*The request*
Can you echo the lines word for word, beginning at the line that contains "--target car headlight" and stopping after the line that contains "Mark the region of every instance of the car"?

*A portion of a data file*
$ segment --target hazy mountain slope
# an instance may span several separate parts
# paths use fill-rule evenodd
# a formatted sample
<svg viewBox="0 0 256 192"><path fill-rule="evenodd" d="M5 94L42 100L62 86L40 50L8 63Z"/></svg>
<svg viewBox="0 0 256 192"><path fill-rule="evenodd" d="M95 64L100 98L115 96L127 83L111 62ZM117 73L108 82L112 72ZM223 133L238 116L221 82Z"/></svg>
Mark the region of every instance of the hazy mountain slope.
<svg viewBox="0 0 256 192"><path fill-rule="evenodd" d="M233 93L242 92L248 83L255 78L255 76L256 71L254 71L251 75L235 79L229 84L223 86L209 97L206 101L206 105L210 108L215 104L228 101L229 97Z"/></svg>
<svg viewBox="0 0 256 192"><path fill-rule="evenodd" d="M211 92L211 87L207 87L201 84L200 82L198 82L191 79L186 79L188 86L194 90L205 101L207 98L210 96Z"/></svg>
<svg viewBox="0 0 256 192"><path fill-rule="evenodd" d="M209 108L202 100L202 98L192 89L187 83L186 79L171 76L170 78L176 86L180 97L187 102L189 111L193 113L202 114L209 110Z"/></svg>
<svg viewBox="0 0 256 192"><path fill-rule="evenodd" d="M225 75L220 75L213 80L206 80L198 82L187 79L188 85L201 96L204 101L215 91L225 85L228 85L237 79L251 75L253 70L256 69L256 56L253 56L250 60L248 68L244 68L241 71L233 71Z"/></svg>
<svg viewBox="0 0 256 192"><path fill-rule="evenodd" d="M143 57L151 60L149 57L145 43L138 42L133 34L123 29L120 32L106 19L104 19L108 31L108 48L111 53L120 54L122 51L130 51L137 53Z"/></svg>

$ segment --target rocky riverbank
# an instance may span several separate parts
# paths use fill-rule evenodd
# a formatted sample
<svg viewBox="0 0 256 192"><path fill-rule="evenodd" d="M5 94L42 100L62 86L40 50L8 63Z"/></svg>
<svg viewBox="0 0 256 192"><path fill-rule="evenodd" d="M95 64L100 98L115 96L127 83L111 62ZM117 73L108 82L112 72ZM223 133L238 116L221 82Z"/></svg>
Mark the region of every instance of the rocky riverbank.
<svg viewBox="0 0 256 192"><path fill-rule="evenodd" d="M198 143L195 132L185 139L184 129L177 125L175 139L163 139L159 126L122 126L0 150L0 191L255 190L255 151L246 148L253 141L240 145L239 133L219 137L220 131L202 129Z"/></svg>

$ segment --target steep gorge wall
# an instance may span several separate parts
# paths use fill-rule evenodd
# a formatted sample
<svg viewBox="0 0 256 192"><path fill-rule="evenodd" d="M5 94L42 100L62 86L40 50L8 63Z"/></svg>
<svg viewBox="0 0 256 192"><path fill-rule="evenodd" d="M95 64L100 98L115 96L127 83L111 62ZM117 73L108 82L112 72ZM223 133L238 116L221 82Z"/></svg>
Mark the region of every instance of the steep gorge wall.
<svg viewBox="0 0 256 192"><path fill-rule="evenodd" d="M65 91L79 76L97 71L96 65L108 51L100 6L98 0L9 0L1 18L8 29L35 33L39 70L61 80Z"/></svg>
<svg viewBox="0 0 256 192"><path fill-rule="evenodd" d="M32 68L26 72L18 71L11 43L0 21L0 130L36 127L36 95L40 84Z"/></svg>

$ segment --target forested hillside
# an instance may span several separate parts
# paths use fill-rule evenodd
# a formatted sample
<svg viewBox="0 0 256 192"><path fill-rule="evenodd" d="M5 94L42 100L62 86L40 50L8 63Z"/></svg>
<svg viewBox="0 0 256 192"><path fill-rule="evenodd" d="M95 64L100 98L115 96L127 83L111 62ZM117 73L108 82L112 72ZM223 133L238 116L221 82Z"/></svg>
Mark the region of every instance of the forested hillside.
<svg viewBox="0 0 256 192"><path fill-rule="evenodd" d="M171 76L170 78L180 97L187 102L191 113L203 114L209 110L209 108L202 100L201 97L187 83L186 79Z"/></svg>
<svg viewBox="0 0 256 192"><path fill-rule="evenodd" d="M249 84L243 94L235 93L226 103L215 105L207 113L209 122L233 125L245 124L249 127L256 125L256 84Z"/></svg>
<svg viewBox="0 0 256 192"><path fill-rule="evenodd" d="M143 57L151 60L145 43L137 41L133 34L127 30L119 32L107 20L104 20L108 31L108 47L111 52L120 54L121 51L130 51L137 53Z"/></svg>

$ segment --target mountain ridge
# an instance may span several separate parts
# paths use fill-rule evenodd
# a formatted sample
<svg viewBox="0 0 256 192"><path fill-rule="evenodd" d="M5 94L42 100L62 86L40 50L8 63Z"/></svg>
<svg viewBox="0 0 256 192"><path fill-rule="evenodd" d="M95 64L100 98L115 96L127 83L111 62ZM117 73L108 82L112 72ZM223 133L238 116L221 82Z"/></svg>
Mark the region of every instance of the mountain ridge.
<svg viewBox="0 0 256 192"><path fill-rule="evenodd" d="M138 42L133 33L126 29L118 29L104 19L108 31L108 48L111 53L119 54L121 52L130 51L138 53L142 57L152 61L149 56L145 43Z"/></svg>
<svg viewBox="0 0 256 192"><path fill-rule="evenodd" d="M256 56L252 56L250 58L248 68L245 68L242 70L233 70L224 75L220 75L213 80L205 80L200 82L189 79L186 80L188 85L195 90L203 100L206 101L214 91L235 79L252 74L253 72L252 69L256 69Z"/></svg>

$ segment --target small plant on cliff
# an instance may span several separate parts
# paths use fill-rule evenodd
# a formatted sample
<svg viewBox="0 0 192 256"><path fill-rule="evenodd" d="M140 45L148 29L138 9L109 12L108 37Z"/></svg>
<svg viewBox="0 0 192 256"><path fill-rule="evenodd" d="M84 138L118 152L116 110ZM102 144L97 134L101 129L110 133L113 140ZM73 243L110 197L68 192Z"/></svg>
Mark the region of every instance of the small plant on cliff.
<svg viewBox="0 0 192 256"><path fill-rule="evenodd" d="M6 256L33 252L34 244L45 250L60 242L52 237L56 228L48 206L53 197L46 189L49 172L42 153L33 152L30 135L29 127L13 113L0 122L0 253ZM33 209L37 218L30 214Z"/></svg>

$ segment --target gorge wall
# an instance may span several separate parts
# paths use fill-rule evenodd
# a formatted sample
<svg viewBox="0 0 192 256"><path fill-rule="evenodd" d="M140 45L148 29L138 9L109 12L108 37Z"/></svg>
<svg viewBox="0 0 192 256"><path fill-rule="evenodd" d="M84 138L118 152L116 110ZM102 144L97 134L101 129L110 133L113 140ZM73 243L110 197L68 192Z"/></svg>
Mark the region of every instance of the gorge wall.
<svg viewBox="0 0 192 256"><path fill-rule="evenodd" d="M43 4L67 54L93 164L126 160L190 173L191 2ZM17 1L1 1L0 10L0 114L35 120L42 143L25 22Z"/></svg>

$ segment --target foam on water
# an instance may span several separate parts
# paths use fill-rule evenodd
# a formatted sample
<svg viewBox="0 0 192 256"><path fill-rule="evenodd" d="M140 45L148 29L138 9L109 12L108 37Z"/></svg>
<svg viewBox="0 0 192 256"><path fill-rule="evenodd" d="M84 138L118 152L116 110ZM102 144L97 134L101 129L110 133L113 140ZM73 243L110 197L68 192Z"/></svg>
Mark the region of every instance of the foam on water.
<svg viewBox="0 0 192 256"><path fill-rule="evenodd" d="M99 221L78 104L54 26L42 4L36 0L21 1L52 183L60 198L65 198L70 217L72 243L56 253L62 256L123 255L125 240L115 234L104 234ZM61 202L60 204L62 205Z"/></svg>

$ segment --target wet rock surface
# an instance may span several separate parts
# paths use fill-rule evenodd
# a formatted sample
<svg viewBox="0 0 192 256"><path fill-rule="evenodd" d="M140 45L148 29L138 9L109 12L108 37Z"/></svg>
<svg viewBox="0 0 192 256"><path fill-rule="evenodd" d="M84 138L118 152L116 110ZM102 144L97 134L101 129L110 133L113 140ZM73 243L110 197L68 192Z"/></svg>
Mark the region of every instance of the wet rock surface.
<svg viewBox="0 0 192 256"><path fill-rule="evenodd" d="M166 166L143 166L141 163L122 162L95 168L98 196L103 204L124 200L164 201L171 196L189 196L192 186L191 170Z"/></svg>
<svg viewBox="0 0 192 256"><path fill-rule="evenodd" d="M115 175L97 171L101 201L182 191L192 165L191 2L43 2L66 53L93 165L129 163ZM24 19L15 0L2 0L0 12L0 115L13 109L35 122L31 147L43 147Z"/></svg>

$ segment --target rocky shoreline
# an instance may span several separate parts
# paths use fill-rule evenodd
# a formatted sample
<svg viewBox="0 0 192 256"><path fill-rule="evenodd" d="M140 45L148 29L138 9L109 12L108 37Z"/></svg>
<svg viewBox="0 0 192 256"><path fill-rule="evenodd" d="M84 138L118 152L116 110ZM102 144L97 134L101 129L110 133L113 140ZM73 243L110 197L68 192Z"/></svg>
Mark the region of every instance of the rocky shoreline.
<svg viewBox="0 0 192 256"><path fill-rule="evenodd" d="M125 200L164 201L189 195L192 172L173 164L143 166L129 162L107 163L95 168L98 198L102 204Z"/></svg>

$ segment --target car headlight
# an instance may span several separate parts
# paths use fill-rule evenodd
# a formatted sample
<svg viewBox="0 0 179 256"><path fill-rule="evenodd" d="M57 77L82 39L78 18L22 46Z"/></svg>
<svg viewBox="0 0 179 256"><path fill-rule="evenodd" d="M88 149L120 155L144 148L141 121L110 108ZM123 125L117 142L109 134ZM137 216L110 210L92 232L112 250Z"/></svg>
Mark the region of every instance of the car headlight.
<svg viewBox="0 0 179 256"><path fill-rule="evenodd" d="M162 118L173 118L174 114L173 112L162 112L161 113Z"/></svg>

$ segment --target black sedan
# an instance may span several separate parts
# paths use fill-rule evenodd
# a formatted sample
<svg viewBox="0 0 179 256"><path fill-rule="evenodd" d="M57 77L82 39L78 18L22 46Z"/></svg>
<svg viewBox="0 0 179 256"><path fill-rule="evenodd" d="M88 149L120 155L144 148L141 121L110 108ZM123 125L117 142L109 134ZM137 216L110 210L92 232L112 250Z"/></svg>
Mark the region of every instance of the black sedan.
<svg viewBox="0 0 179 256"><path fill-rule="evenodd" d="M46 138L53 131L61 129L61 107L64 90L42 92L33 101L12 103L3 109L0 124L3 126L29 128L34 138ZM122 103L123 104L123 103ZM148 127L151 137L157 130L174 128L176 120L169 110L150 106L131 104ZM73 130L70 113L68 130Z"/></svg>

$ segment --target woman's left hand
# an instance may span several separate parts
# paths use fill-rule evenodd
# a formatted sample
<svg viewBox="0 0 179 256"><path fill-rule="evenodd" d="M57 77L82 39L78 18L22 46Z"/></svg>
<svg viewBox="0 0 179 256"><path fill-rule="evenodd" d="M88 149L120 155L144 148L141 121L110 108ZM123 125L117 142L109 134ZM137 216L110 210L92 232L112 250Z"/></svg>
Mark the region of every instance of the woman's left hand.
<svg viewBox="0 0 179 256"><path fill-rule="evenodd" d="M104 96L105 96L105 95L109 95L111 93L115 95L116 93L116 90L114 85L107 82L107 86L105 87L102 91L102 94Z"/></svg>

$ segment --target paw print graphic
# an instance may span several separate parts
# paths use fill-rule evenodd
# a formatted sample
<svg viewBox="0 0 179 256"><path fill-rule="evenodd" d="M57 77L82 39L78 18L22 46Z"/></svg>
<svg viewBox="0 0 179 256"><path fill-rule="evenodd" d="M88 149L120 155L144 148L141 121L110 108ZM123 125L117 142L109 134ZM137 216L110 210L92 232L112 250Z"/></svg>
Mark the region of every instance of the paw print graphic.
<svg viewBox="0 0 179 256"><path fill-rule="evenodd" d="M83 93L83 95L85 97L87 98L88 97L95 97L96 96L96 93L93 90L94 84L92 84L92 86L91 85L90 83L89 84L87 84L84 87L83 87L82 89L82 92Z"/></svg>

*Final answer*
$ segment --target car headlight
# an instance may span several separate parts
# paths use fill-rule evenodd
# a formatted sample
<svg viewBox="0 0 179 256"><path fill-rule="evenodd" d="M57 77L82 39L78 18L22 46Z"/></svg>
<svg viewBox="0 0 179 256"><path fill-rule="evenodd" d="M88 149L120 155L144 148L141 121L110 108ZM123 125L117 142L109 134ZM137 216L110 210L92 232L112 250Z"/></svg>
Mark the region of every instance of the car headlight.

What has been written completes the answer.